:: What you are asked to do ::
Duplicate the records below line for line, leaving out the pictures.

:: Recorded data ::
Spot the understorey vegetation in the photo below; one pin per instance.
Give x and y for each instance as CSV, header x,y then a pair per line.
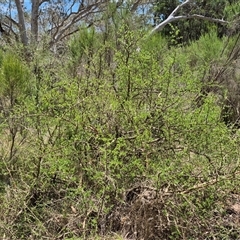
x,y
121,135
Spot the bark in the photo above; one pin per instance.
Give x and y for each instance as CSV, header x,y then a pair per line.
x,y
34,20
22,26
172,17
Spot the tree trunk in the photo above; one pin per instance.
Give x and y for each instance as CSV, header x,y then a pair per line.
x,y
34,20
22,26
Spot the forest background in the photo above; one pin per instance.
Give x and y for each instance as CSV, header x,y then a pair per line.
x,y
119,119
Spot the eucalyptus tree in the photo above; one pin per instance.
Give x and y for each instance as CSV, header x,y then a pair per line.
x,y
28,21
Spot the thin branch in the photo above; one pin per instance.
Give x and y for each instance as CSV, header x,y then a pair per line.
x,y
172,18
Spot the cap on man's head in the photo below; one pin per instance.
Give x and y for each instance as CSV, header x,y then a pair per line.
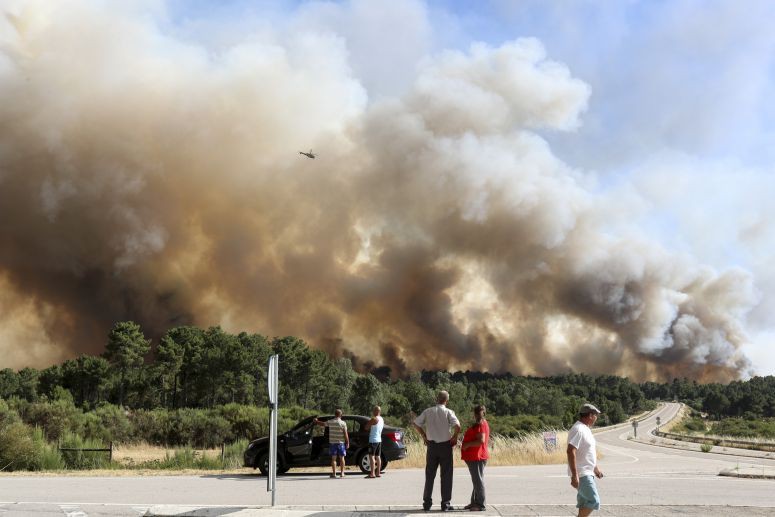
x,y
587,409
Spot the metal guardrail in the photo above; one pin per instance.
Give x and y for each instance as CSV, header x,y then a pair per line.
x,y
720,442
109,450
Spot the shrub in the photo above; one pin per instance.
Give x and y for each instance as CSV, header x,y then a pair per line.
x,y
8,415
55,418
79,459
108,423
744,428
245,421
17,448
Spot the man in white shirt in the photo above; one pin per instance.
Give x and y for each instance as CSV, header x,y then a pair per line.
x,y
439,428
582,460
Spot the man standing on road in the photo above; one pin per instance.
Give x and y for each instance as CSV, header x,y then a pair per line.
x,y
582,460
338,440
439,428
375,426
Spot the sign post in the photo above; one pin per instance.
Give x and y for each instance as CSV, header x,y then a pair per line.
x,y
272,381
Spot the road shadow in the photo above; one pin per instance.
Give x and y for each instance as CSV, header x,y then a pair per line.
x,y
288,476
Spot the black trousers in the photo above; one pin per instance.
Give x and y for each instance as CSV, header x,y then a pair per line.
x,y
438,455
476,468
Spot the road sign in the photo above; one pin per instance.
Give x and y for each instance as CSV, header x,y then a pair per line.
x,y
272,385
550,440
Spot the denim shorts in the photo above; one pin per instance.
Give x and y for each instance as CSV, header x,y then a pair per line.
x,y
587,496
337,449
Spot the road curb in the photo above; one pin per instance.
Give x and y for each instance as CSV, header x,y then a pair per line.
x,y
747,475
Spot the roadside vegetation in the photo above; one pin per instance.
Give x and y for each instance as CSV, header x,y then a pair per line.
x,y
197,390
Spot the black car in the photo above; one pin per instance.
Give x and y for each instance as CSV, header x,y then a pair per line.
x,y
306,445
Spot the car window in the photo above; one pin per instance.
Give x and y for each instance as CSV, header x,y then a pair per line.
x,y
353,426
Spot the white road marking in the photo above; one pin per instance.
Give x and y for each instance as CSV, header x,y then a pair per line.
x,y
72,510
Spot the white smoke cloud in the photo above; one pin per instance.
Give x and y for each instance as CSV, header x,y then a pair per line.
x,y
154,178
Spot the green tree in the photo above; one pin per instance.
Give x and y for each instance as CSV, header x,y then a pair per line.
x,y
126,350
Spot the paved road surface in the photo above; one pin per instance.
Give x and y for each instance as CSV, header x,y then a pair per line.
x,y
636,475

:: Exercise output ::
Spot the understorey vegetation in the photo below; one pin per instance.
Give x and y for each instance as CSV, header x,y then a pair per line.
x,y
121,135
Spot the bark in the photo above; one pin per instance.
Give x and y for each instance as CSV, header x,y then a pair per line.
x,y
34,20
22,26
172,17
Spot the tree trunk in the photo above; one pin per instance.
Give x and y for each instance as CSV, header x,y then a pair per line.
x,y
34,20
22,26
Spot the forest background in the photo above; one pin per instance.
Give x and y for each instance as CSV, header x,y then a pair per line.
x,y
119,119
Spot the eucalyptus tree in the photo above; one pin per instance.
Give x and y for each instance as CSV, header x,y then a pair per line.
x,y
28,21
Spot the thin branch in the photo above; one pin per instance.
Give x and y for each instance as CSV, header x,y then a pair per line.
x,y
172,18
Spot the cap on man's head in the photo below; one pin per instance.
Give x and y for each instance as CSV, header x,y then a pair per line.
x,y
587,409
Spot the metal guardrail in the photo above; one pin per instance.
Give x and y for each instance as CSV, header x,y then a pair per line.
x,y
720,442
109,450
Spot the shrub in the photo above; one pin per instance.
Give x and y for each instance as CSV, header x,y then a pair per line.
x,y
8,415
55,418
79,459
108,423
744,428
245,421
17,448
Spot the man in white shirt in the photo above; one pin per instance.
Give x and y for each instance as CSV, header x,y then a pair per line.
x,y
439,428
582,460
Spot the man standing on road in the photo above; one pin per instance.
Give x and y for each instance as CSV, header x,y then a pair per line.
x,y
582,460
338,440
439,428
375,426
Spot the sign post in the photo above; one pin per instance.
Give x and y for each instance as CSV, header x,y then a pair per line.
x,y
272,381
Spot the road shadow in the photo above; one pin per instance.
Give x and y for each instance as CSV, header x,y then a pair per line.
x,y
288,476
Spot the black trousers in the photo above; one pin per instance.
Give x and y for each instance as CSV, header x,y then a pair per line.
x,y
438,455
476,468
Spot the road sign in the photo above; one pin per instance.
Give x and y for each instance as CSV, header x,y then a pair per line.
x,y
272,385
550,440
Spot the denim shorts in the photo above; one pin per instance.
Give x and y for each instance as CSV, header x,y then a pair per line.
x,y
587,496
337,449
Spot the road curb in the photo above; one pin per instance.
Give x and y for each instance as CSV, header x,y then a pair per line.
x,y
747,475
Spot the roadside vegetation in the photo above; one pin per instance.
Give x and y for each instance as CSV, header x,y then a pair per line.
x,y
197,390
Spot the black car in the photo above; one pin per instance.
Give x and y for each instance as CSV, header x,y then a pair per line.
x,y
306,445
Spot the car window in the photo above; one pin per instance.
Give x and y for each instance as CSV, header x,y then a pair per line.
x,y
353,426
Spot the white road marking in the photo above; one pin per instance.
Give x and y for each instance as CSV, header x,y then a pair per line.
x,y
72,510
Spot the white smoke cloud in the photo above; one pin per instance.
Give x and y for each instance as CSV, header x,y then a pair per line.
x,y
154,178
Spot the green tree in the photo above; one pin per instance.
Give x and y for each instance as CSV, header x,y then a pair per line.
x,y
126,350
Spot the paved road surface in the photo above; one pin per instance.
Give x and y for each instance as CSV, header x,y then a pair per line.
x,y
636,475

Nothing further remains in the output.